---------- SELECTED EXTRACT ----------
Finally, there is an article about a young earth creationist who got a PhD in geosciences. Here is another case of the article missing the point, but is nontetheless interesting. The article clearly shows a debate regarding the qualifications of someone who fails to conform to the academic orthodoxy. Now, everyone knows, that writing a PhD is often an excercize in Uncle Tomming. (I am not including myself here. My PhD advisor might not be the most nurturing person in the world, but we do see eye-to-eye on my project, and he is pretty helpful.) Not all people in biology believe in every bit of evolutionary theory they are use in their dissertation. I have seen PhDs in bible studies that presuppose the documentary hypothesis where their author has personally told me they do not believe in it. I have spoken to people who write PhDs in ethics that no sane human can believe. But as a colleague has told me recently that 90% of a PhD is listening to your thesis supervisor.

It is clear that even the very debate on whether this person should be barred from teaching and stuff is hypocritical and academically self-righteous. The whole point of the system is not to perpetuate scientific dogmas, but to insure that the people who are granted research funds and podiums to teach, and lesiure time to pursue the research are qualified. Not only that, we constantly talk about diversity, and I can't imagine someone who will contribute more to the diversity of a geology department than someone who doesn't believe in it. Moreover, this person is undoubtedly qualified, and the system is designed to insure that he is eminently qualified. Every day when he walked in to his lab for the first year of his research, he was hit with jibes and softballs that he undoubtedly spent time thinking about and coming up with snappy comebacks to. By the second year, since he made it through that trial, when his labmates started to have to take him seriously as a geologist, they must have started with the harder and harder questions, forcing him to be better and better at presenting it, and refining his position and making him learn to argue for it better. That is how good research should get done.
----------
• REQUIREMENT 1
In the passage on the creationist PhD, list every field of study in which a PhD or dissertation is mentioned.
• REQUIREMENT 2
According to the passage on the creationist PhD, what share of a PhD did a colleague say is listening to your thesis supervisor?
• REQUIREMENT 3
Translate this sentence from the passage on the creationist PhD into Spanish: "That is how good research should get done."
The material after this passage is separate from it.
---------- DATA SECTION ----------
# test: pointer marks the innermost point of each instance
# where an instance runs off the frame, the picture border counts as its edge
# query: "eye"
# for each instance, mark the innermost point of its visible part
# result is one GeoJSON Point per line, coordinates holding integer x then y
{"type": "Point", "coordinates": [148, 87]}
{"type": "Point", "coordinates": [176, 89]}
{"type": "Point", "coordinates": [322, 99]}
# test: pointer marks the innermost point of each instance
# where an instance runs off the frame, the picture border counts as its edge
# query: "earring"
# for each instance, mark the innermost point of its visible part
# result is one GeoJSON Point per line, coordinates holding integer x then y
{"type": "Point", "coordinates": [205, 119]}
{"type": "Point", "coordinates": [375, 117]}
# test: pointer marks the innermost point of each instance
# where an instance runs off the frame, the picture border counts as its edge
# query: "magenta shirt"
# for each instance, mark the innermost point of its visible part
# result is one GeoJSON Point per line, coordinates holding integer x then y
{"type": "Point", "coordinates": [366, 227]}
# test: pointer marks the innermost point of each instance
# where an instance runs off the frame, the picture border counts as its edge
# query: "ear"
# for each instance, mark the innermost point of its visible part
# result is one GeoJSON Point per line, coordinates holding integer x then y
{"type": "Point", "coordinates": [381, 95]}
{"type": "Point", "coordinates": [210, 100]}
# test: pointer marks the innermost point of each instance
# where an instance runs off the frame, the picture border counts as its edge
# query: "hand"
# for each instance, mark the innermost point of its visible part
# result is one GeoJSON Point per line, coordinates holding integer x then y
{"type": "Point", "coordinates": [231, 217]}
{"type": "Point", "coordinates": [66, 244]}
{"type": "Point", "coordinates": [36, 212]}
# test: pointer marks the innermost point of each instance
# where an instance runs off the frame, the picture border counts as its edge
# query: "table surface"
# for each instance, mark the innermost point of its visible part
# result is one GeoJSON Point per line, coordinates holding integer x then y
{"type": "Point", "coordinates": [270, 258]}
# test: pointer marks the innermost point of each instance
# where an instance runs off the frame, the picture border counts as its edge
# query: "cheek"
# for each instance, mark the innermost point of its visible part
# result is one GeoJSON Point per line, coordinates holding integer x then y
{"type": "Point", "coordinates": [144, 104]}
----------
• TASK ANSWER 1
Geosciences, biology, bible studies, ethics

• TASK ANSWER 2
90%

• TASK ANSWER 3
Así es como debe hacerse la buena investigación.